> Exercise
All entries below are to be retyped in full, precisely as they appear.

> Data for the task

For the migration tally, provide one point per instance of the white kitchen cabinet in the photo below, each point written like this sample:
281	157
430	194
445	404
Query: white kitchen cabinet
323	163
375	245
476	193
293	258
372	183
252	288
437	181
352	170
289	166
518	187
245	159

> Solution
For the migration tally, provide one point per instance of the white kitchen cabinet in the photo below, each point written like this sample:
281	157
430	194
445	404
Query: white kitchen cabinet
323	163
375	245
476	193
293	258
372	183
252	288
437	181
352	170
289	166
518	187
245	159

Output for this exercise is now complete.